TASK REQUIREMENTS => In the datasets module documentation below, what is the default value of num_workers in the StandardDataLoader constructor?

Datasets 模块

Data loading, saving, and format handling.

class datastudio.datasets.StandardDataLoader[source]

Bases: object

Dataset loader with LMDB image caching and checkpoint resume.

Supports automatic format detection, parallel image loading, adaptive batch sizing, and item-level checkpoint for resumable processing.

Example:

loader = StandardDataLoader(
    data_root='/data/datasets',
    dataset={'file_path': 'train.jsonl'},
    batch_size=32,
    logger=logger,
)
for batch in loader:
    process(batch)
__init__(data_root, dataset, batch_size, parallel_loading=True, num_workers=256, logger=None, cache_dir='~/cache/images_lmdb_sharded', lmdb_num_shards=32, lmdb_map_size_per_shard=1099511627776, lmdb_readonly=False, lmdb_lock=False, resize_image=True, resize_image_size=1024, use_image=True, use_lmdb_cache=True, adjust_batch_size=True, checkpoint_manager=None, **kwargs)[source]
get_name()[source]

Get the dataset name.

Return type:

str

has_checkpoint()[source]

Check if this dataloader has checkpoint tracking enabled and has progress.

Return type:

bool

is_completed()[source]

Check if this dataloader has been fully processed.

Return type:

bool

is_empty()[source]

Check if there are no items to process.

DATASET EXTRACT =>

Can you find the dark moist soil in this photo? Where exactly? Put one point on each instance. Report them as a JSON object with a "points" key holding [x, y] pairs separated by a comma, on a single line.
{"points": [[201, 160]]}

ANSWER TO THE EXERCISE => 256